SUPPLIED RECORDS:
########################################

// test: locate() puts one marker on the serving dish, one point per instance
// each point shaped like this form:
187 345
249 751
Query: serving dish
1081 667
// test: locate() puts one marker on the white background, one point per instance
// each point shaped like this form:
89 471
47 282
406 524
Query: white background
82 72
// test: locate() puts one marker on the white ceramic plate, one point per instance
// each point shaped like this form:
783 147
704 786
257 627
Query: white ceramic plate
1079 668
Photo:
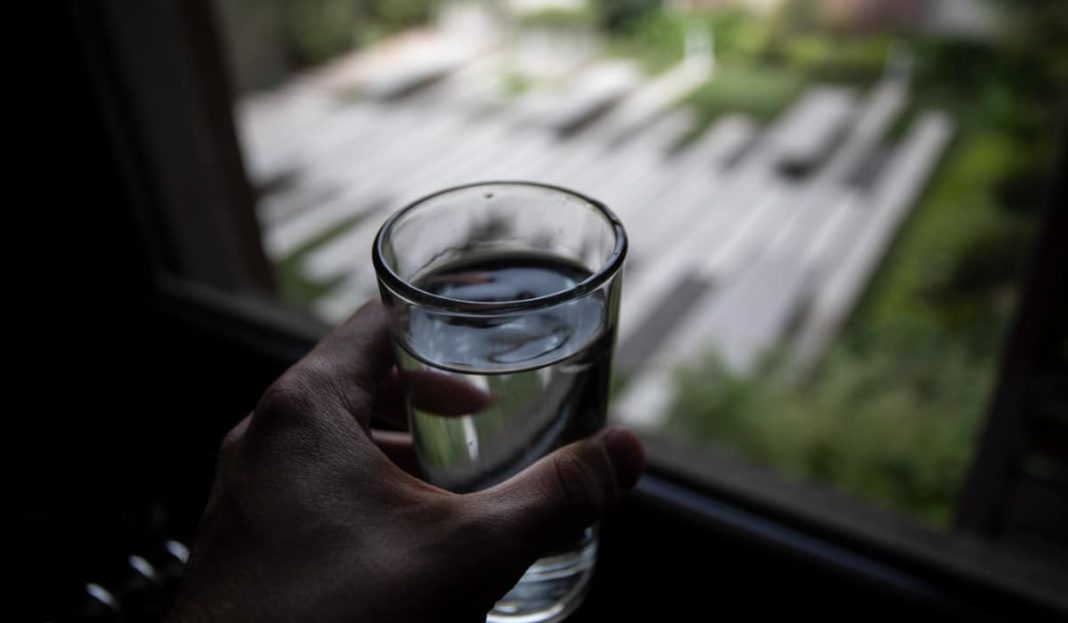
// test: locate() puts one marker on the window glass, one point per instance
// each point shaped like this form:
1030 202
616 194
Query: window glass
830 202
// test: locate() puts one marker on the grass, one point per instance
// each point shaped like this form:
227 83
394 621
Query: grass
759 91
293 284
893 413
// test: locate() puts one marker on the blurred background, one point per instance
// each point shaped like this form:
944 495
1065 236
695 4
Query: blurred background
829 201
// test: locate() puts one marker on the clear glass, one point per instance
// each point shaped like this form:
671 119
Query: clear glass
507 293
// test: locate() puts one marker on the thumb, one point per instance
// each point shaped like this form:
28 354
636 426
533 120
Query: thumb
565 492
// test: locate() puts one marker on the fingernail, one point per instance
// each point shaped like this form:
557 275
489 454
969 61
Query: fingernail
625 451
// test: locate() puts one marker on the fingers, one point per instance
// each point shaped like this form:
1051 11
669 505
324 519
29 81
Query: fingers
429 391
565 492
350 361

########################################

TASK OBJECTIVE:
Exactly repeat every line from the line that includes "plate, one point per instance" to the end of the listing, and nothing else, leaving pictures out.

SOLUTION TO THIS PROBLEM:
// test: locate() puts one marker on the white ceramic plate, one point per instance
// each point shaped like this form:
783 147
704 786
257 627
Query: white ceramic plate
1079 668
Photo:
// test: locate() puts one marker on the window glass, one point per instance
// each point shaped like this form:
1030 202
616 194
Query: window glass
830 202
// test: locate() puts one marker on the grass, one point per instance
// each point shaped like this form:
227 83
394 621
Query: grass
759 91
293 284
893 413
// test: locate() puts one marker on the blurred background, one point per instance
// each point shaped like this form:
944 495
1065 236
695 4
Query: blurred background
829 201
// test: locate() puts one marker on the clear glass, one point per instance
// each point shaped like this form:
671 119
Query: clear glass
507 293
// test: locate() puts one marker on the thumb, one point per instance
// each point shaped like this form:
28 354
636 426
533 120
Query: thumb
565 492
// test: locate() puts one marker on the fingernail, one point per instance
// each point shaped like this form:
557 275
489 454
969 61
Query: fingernail
625 451
// test: locate() puts one marker on the fingers, one point per instance
// each point shaped like this form:
1051 11
669 505
324 519
29 81
Query: fingers
429 391
565 492
350 361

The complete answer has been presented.